- Task to carry out -
With nothing added or dropped, output every record below exactly.

- Exercise inputs -
# # #

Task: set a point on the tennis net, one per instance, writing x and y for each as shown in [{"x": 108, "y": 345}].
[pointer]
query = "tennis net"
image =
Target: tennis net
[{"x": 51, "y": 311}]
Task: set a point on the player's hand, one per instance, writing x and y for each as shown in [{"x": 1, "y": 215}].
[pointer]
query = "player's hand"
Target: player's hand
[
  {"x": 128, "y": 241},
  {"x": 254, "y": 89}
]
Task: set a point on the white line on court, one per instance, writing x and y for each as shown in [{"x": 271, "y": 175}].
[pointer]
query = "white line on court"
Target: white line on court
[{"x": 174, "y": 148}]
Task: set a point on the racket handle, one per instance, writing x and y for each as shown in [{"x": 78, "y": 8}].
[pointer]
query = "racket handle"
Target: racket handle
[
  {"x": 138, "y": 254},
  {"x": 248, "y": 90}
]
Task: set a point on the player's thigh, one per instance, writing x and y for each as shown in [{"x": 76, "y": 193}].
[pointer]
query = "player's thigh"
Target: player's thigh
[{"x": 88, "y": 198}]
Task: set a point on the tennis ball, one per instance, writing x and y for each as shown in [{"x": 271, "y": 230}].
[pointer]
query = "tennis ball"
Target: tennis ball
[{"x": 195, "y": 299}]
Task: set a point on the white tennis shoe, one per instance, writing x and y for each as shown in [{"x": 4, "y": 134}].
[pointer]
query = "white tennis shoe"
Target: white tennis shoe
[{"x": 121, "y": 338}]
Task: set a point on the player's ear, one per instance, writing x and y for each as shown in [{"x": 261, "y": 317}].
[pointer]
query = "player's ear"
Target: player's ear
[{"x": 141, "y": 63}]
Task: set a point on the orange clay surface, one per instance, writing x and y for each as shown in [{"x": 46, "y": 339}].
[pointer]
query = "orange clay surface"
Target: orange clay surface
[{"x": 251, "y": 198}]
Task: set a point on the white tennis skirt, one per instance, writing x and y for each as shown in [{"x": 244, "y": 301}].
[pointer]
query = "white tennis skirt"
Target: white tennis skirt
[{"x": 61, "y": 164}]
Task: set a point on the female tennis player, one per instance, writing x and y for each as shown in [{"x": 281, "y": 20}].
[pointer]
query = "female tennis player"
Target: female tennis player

# # #

- Output of the task -
Task: set a point on the tennis net, one per instance, writing x and y for each as shown in [{"x": 108, "y": 345}].
[pointer]
query = "tennis net"
image =
Target: tennis net
[{"x": 51, "y": 311}]
Task: set a point on the player's hand, one per instance, writing x and y for each as shown in [{"x": 1, "y": 215}].
[pointer]
query = "player's hand"
Target: player's hand
[
  {"x": 128, "y": 241},
  {"x": 254, "y": 89}
]
Task: set a point on the white line on court, one per instance, writing x and y for each as shown in [{"x": 271, "y": 175}].
[pointer]
query = "white line on court"
Target: white line on court
[{"x": 174, "y": 148}]
Task: set a point on the racket handle, one per instance, writing x and y for each as shown in [{"x": 78, "y": 8}].
[pointer]
query = "racket handle"
Target: racket handle
[
  {"x": 138, "y": 254},
  {"x": 248, "y": 90}
]
Task: set a point on the player's thigh, one per instance, writing x and y for each as shown in [{"x": 76, "y": 193}].
[pointer]
query = "player's thigh"
Target: player's thigh
[{"x": 88, "y": 198}]
Task: set a point on the tennis ball, one per instance, writing x and y for each as shown in [{"x": 271, "y": 230}].
[pointer]
query = "tennis ball"
Target: tennis ball
[{"x": 195, "y": 299}]
Task: set a point on the white tennis shoe, one per instance, writing x and y for each as shown in [{"x": 4, "y": 134}].
[pointer]
query = "white tennis shoe"
Target: white tennis shoe
[{"x": 121, "y": 338}]
Task: set a point on the player's ear, one per instance, writing x and y for each as shown in [{"x": 261, "y": 317}].
[pointer]
query = "player's ear"
Target: player's ear
[{"x": 141, "y": 63}]
Task: set a point on the orange clay surface, one per instance, writing x and y for each as shown in [{"x": 46, "y": 339}].
[pointer]
query = "orange clay surface"
Target: orange clay surface
[{"x": 251, "y": 198}]
Task: set a point on the white tennis skirt, one per instance, writing x and y for each as shown in [{"x": 244, "y": 301}].
[pointer]
query = "white tennis skirt"
Target: white tennis skirt
[{"x": 61, "y": 164}]
Task: set a point on the female tennis player, one per instance, writing x and y for each as shown in [{"x": 281, "y": 20}].
[pointer]
query = "female tennis player"
Target: female tennis player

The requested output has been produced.